*Problem description*. Render everything in the listing from the line with "the blue quilted" down to the line with "x=629, y=166", both included, as a numbered list with blank lines and pictures omitted.

◇ ◇ ◇

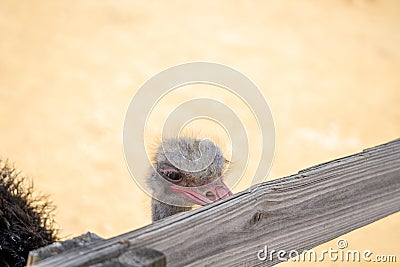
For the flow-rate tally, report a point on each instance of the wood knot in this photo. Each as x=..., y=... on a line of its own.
x=257, y=217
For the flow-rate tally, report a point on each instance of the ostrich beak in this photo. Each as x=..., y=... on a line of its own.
x=205, y=194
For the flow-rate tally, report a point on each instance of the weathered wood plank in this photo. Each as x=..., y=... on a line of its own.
x=297, y=212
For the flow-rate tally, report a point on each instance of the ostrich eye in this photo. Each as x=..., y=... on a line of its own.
x=170, y=173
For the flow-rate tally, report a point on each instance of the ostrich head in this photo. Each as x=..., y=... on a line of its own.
x=186, y=172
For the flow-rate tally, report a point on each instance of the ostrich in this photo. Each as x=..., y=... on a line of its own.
x=186, y=172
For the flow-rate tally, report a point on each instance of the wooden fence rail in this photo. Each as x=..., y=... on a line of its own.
x=297, y=212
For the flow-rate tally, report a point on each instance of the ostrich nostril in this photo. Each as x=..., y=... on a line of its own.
x=210, y=195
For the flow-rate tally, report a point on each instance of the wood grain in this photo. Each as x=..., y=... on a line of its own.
x=293, y=213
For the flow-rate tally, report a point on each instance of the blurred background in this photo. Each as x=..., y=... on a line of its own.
x=68, y=69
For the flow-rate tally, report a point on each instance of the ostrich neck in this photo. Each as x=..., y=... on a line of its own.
x=160, y=210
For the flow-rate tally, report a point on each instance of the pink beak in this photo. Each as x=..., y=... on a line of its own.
x=205, y=194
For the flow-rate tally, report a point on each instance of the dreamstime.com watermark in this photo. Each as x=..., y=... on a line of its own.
x=341, y=254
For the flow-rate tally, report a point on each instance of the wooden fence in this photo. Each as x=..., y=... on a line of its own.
x=297, y=212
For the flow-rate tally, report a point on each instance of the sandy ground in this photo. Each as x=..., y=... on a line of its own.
x=68, y=69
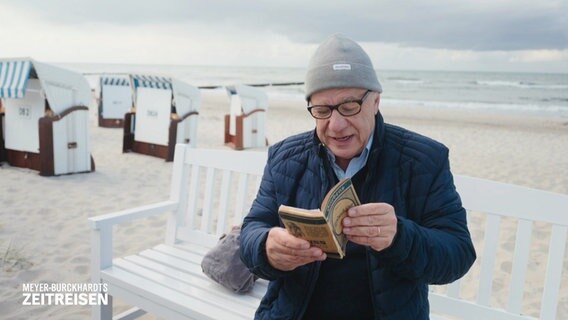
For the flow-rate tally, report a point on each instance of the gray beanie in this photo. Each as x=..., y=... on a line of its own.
x=340, y=62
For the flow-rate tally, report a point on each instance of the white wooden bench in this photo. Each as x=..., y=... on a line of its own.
x=213, y=189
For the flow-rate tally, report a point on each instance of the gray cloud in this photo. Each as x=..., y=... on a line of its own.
x=479, y=26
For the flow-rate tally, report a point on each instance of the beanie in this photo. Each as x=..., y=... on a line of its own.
x=340, y=62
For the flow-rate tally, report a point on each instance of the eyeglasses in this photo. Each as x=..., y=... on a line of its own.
x=346, y=109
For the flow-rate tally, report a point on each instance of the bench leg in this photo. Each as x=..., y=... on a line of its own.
x=102, y=312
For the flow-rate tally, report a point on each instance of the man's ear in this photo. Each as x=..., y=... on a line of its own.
x=377, y=102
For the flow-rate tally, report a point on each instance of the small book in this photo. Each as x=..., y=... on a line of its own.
x=323, y=227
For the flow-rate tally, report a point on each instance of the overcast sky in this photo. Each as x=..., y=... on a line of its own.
x=480, y=35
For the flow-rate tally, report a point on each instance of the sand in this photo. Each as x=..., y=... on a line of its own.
x=45, y=235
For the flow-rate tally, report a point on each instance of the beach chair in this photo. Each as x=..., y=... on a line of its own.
x=3, y=157
x=165, y=113
x=245, y=123
x=46, y=117
x=115, y=100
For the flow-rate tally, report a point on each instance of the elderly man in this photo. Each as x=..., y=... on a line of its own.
x=409, y=232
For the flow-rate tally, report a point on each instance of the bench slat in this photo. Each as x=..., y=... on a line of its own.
x=488, y=259
x=185, y=304
x=194, y=284
x=551, y=292
x=520, y=265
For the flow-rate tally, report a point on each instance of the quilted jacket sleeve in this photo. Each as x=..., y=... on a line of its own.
x=261, y=218
x=433, y=244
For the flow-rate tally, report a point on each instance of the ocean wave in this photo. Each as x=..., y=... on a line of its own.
x=406, y=80
x=533, y=108
x=519, y=84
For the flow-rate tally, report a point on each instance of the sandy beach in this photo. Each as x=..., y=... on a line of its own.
x=45, y=236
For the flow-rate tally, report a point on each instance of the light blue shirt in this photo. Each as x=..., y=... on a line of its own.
x=355, y=164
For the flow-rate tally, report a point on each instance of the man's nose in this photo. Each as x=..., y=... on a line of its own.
x=337, y=122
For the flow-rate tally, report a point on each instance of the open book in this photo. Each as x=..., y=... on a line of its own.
x=323, y=228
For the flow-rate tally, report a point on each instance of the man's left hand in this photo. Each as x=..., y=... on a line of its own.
x=371, y=224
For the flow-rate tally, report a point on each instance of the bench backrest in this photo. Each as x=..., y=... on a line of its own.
x=215, y=189
x=519, y=233
x=520, y=238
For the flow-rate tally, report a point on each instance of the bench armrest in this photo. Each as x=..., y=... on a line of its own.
x=111, y=219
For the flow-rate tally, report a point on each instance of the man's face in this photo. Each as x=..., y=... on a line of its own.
x=346, y=137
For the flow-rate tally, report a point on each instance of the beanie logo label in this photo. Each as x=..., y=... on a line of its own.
x=341, y=66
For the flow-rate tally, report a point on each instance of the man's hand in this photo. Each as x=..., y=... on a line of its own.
x=286, y=252
x=371, y=224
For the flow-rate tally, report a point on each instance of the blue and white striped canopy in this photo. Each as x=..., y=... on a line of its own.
x=112, y=81
x=14, y=78
x=151, y=82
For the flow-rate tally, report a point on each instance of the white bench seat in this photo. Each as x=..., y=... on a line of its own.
x=175, y=271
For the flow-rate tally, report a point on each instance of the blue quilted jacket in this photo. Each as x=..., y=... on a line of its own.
x=408, y=171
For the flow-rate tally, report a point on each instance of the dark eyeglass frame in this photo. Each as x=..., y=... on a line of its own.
x=338, y=106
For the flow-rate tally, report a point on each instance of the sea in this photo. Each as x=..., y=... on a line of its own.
x=542, y=94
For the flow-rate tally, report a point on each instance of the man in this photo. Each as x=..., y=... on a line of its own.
x=409, y=232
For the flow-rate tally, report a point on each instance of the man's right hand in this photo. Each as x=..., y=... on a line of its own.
x=286, y=252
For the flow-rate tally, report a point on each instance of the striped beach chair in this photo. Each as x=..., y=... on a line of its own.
x=45, y=121
x=165, y=113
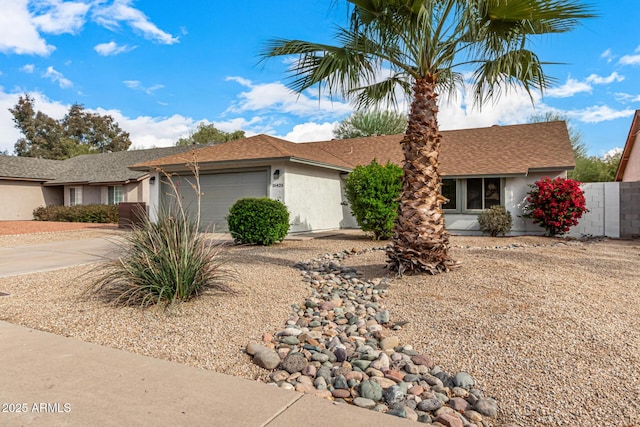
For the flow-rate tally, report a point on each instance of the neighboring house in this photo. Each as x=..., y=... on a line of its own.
x=21, y=186
x=480, y=167
x=27, y=183
x=629, y=166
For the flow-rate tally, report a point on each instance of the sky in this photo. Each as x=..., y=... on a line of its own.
x=159, y=68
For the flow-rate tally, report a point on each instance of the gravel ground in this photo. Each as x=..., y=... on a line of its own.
x=550, y=329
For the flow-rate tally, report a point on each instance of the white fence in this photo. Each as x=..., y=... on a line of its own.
x=614, y=210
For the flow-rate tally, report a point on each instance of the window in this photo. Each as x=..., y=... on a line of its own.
x=75, y=196
x=114, y=195
x=449, y=190
x=482, y=193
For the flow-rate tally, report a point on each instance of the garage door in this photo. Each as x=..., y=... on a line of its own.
x=219, y=192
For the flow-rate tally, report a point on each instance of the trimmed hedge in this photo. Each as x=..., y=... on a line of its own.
x=80, y=213
x=258, y=221
x=373, y=192
x=495, y=220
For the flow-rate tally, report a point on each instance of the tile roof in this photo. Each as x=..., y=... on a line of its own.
x=109, y=167
x=29, y=168
x=496, y=150
x=259, y=147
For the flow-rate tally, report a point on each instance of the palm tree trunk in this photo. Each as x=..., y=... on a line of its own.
x=420, y=242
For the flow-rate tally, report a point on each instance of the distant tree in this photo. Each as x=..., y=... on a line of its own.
x=206, y=134
x=79, y=132
x=575, y=136
x=93, y=131
x=372, y=122
x=588, y=168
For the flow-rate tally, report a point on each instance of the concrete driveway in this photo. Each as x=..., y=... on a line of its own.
x=27, y=259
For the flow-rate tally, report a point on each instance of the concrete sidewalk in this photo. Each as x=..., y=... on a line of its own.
x=50, y=256
x=62, y=381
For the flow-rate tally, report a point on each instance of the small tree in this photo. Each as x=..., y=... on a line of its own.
x=373, y=192
x=555, y=204
x=205, y=134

◇ ◇ ◇

*Solution for this task*.
1. For the flow-rate tally, report a point on each instance of the blue quilted jacket in this photo. Each as x=..., y=... on a line of its own.
2. x=408, y=171
3. For the flow-rate tally, report a point on each instance of the dark eyeglass frame in this photo. Each as x=..., y=... on a line of its own.
4. x=338, y=106
5. For the flow-rate tally, report a point on each instance of the sea in this photo. Each as x=..., y=... on a line of its own.
6. x=542, y=94
7. For the flow-rate tally, report a point on each instance of the man in this photo. Each as x=..., y=... on a line of its own.
8. x=409, y=232
9. For the flow-rate tally, report a point on each instance of the man's right hand in this photo. Each as x=..., y=... on a line of its own.
10. x=286, y=252
11. For the flow-rate tally, report a point on each instance of the striped beach chair in this photo. Each as x=..., y=... on a line of its own.
12. x=45, y=121
13. x=165, y=113
14. For the flow-rate tally, report a point on each instance of the neighboring house in this photo. Each as x=..., y=... on a line of its own.
15. x=21, y=186
16. x=480, y=167
17. x=27, y=183
18. x=629, y=166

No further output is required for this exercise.